───── Source records
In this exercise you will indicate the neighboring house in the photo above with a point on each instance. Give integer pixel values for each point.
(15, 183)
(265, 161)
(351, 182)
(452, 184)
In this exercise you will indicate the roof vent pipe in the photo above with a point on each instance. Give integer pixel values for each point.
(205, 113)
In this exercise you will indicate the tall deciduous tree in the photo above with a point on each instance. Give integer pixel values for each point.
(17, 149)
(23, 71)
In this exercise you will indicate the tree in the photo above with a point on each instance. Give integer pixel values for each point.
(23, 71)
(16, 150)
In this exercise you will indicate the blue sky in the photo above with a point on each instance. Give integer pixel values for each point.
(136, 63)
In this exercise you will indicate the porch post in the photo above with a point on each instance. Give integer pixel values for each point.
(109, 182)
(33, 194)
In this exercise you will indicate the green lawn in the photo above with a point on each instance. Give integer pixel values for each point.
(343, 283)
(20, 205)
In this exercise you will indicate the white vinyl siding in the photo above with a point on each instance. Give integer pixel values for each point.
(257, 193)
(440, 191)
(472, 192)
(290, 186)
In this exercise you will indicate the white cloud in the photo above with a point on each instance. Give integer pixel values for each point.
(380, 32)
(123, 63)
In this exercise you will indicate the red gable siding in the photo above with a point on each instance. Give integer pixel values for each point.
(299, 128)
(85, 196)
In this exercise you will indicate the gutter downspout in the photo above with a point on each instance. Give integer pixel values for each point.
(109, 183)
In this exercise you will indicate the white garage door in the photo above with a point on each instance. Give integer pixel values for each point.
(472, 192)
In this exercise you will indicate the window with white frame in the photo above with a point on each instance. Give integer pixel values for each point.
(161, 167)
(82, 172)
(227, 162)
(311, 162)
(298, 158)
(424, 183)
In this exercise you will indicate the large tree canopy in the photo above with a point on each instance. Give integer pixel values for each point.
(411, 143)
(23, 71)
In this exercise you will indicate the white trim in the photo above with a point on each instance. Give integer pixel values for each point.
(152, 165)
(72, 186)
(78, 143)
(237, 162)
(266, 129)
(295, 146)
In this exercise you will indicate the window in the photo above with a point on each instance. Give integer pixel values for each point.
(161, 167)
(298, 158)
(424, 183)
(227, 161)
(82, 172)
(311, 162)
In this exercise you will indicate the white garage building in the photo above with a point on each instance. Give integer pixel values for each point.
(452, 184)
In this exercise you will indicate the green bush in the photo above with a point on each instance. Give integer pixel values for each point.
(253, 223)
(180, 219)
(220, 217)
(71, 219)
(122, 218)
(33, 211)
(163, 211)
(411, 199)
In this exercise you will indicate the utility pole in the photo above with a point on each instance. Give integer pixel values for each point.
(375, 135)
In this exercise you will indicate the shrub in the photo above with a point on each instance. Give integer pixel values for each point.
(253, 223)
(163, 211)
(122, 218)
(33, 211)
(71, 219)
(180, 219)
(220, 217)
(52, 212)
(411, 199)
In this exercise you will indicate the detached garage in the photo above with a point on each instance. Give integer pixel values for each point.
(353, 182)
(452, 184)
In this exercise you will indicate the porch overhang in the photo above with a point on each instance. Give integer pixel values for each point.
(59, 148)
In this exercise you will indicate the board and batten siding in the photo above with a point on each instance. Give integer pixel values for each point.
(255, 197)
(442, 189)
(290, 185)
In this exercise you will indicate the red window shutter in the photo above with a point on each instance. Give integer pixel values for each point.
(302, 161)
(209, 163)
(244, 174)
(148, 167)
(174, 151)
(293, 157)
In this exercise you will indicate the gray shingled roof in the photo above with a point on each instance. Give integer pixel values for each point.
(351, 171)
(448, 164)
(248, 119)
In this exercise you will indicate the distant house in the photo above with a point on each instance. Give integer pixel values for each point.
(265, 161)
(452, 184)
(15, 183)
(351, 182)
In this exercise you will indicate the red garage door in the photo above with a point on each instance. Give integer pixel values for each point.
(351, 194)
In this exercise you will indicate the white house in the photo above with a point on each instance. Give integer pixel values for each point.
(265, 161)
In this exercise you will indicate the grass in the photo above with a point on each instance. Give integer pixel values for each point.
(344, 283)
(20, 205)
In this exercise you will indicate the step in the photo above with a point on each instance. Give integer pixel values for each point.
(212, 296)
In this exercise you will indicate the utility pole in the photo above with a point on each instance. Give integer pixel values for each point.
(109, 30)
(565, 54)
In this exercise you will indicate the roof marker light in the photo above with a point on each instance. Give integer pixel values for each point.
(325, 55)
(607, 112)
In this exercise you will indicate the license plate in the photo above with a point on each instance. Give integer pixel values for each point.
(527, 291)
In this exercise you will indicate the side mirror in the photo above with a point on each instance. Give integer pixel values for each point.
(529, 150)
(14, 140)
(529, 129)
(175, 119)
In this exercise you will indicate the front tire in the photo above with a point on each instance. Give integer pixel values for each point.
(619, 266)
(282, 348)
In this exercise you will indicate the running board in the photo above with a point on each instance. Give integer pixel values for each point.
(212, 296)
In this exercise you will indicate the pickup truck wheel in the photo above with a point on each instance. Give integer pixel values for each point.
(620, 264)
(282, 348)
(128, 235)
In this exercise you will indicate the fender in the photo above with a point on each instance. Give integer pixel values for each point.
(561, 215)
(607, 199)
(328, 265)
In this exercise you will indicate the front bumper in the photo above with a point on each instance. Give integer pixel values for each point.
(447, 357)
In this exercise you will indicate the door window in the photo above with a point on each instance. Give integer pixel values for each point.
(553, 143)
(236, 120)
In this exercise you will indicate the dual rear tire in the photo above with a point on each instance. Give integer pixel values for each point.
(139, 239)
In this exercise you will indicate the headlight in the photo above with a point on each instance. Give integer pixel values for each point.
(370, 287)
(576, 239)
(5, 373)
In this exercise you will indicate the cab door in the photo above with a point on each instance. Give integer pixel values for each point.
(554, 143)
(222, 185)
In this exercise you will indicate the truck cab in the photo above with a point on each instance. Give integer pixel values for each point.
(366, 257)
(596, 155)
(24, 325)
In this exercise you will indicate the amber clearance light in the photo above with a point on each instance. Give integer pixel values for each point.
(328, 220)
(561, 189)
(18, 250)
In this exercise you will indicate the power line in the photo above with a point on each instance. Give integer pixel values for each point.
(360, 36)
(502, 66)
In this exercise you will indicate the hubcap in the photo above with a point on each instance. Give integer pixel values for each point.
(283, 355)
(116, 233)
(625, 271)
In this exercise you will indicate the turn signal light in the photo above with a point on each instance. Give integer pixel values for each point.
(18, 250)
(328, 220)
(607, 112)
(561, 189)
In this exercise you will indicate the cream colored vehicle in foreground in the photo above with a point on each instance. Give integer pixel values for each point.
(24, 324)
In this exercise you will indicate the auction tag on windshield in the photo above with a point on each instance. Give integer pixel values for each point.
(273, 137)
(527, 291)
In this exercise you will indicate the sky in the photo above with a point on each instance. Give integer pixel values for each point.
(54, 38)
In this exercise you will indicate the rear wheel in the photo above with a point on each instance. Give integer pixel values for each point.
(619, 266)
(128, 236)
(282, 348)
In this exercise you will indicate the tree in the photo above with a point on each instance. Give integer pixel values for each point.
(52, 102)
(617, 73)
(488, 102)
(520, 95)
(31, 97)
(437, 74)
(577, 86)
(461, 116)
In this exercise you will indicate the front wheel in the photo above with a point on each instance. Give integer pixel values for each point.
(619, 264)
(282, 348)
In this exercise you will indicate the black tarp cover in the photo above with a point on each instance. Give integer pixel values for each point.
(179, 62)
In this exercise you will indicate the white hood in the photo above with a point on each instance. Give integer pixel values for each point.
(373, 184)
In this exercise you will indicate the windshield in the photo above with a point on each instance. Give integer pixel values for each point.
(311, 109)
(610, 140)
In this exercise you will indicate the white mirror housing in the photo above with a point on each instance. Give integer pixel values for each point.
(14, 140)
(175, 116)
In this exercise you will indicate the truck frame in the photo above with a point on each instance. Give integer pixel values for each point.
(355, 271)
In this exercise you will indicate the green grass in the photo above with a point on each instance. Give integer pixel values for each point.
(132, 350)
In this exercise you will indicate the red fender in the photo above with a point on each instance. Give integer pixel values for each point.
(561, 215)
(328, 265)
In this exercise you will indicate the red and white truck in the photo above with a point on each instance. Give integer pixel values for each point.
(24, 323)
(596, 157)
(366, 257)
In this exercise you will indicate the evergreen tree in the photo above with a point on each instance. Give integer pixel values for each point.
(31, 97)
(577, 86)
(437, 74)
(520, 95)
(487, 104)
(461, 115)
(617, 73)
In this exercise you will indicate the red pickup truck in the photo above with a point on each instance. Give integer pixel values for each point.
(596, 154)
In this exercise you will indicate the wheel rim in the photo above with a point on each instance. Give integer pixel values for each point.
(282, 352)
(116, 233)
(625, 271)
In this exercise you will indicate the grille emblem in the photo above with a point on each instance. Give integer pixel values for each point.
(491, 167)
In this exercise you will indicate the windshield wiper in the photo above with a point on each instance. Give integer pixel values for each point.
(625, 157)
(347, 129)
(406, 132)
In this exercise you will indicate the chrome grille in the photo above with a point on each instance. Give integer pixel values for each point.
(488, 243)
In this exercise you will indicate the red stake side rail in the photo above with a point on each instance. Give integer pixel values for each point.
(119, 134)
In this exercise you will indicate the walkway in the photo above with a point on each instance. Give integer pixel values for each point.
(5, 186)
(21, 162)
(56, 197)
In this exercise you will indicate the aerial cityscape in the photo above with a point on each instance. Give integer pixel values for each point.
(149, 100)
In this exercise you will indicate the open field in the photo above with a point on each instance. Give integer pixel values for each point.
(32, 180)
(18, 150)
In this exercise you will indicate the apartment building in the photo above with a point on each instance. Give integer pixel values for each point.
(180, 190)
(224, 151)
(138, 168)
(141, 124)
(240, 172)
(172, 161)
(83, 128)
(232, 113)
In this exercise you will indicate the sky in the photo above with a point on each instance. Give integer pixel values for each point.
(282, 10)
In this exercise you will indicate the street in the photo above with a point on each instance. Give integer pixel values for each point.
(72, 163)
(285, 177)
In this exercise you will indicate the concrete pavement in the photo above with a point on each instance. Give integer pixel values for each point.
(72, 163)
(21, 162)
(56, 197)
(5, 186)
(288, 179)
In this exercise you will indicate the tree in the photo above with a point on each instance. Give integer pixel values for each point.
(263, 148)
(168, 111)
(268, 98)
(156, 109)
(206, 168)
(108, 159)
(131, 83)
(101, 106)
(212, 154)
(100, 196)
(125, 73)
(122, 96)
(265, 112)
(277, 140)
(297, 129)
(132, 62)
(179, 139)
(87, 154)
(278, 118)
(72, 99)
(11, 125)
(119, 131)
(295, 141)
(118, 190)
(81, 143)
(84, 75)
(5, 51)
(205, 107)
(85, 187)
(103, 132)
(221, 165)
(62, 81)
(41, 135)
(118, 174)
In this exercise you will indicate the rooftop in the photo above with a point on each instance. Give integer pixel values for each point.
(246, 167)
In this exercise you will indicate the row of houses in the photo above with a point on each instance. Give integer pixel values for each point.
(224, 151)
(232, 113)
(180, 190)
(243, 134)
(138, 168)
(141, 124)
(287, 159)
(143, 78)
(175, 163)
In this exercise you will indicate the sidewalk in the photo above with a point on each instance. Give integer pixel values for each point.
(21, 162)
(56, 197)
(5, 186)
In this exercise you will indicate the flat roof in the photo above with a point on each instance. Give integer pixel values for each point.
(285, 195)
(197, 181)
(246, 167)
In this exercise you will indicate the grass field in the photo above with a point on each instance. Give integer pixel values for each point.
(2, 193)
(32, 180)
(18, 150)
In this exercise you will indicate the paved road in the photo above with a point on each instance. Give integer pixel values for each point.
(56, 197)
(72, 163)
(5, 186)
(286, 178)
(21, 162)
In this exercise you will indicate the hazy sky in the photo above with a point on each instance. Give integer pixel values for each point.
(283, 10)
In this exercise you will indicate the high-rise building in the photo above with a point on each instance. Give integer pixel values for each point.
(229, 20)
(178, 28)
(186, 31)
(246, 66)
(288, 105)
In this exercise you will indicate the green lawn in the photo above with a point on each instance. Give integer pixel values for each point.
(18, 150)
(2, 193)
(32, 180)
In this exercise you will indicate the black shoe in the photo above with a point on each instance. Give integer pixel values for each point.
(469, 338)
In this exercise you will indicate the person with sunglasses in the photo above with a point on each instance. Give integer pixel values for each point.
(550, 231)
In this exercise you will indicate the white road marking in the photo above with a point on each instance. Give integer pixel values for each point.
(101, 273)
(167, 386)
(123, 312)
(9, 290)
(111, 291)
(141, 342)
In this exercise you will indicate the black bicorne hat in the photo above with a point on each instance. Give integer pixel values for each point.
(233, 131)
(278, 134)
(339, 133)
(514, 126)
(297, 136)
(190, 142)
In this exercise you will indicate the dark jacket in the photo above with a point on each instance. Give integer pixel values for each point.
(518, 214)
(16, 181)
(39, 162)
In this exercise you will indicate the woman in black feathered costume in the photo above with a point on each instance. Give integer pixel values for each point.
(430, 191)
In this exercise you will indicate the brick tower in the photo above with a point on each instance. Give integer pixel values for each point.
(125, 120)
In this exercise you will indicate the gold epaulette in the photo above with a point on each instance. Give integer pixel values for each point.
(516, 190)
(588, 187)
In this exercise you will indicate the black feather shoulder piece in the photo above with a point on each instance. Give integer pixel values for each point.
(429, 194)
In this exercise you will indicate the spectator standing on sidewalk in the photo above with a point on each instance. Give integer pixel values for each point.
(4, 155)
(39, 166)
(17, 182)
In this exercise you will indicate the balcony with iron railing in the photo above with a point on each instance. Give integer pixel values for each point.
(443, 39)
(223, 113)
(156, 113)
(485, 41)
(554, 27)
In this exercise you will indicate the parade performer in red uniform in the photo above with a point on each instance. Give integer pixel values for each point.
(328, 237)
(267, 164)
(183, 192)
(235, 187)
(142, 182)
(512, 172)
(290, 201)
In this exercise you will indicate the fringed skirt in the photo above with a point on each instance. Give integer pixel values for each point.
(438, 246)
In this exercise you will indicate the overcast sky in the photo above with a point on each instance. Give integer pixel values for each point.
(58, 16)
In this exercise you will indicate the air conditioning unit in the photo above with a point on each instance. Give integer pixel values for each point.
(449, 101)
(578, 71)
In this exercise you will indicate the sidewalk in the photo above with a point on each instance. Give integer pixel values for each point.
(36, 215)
──────────
■ Task: Please repeat, word for word, everything from the line containing "In this exercise you will indicate the air" down to the end of the listing above.

■ Solution to the problem:
In this exercise you will indicate the air conditioning unit in the photo above with a point on each instance. Give integer pixel values for each point.
(449, 101)
(578, 71)
In this exercise you will indicate the sidewalk in the photo above with a point on each instance. Give integer pixel values for each point.
(36, 215)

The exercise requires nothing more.